*MATERIAL FOR THE TASK:*
┏━━
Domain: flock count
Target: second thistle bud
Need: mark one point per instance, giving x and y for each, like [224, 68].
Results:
┗━━
┏━━
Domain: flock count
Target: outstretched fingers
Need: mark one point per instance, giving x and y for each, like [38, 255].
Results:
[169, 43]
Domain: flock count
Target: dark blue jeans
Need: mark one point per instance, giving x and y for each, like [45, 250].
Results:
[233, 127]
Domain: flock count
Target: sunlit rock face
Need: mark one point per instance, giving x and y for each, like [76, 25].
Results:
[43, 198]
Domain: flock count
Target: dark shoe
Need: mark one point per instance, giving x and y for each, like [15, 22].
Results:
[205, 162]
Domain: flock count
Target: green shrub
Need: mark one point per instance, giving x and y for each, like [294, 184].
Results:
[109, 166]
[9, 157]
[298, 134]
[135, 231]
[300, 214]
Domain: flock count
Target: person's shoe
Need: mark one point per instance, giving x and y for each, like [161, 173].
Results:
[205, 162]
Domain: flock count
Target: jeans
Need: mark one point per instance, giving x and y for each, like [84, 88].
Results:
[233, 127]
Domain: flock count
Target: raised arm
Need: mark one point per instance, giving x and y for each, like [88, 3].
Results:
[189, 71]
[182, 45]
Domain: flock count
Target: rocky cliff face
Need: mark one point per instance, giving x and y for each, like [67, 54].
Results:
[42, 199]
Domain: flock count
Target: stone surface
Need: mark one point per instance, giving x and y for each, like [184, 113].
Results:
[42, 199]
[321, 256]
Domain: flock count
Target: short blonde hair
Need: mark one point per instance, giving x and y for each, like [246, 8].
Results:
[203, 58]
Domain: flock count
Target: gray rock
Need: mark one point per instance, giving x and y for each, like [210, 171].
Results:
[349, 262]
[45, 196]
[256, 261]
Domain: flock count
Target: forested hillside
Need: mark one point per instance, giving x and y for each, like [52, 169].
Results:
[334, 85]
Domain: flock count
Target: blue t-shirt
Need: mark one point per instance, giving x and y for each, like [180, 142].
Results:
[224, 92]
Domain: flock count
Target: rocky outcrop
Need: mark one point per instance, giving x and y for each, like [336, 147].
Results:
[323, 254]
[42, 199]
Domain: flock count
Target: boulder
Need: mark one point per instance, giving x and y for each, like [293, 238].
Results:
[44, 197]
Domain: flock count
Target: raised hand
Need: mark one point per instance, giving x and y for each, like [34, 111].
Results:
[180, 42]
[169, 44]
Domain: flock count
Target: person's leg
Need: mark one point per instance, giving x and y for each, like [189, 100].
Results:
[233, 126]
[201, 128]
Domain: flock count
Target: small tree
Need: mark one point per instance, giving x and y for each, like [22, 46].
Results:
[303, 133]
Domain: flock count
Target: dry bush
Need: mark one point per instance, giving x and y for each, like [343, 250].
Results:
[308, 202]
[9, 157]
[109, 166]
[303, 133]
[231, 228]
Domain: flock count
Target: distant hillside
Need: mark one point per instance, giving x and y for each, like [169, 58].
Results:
┗━━
┏━━
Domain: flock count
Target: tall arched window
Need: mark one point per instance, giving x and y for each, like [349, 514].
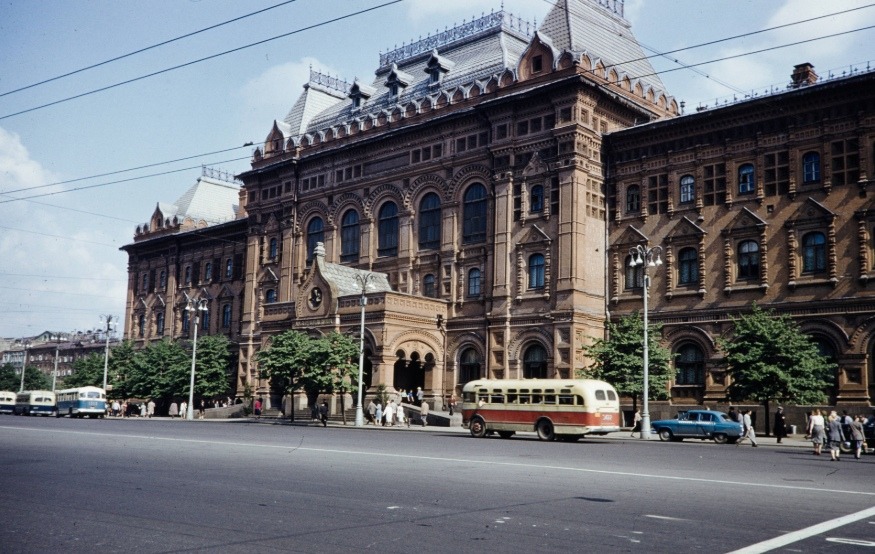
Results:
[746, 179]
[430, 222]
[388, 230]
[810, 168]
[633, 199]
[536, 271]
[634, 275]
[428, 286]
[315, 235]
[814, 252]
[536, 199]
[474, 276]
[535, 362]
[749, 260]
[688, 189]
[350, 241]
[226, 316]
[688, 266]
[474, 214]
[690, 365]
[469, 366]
┗━━
Filter the data above, keeping only lines that include the string "dark".

Target: dark blue jeans
Target: dark shoe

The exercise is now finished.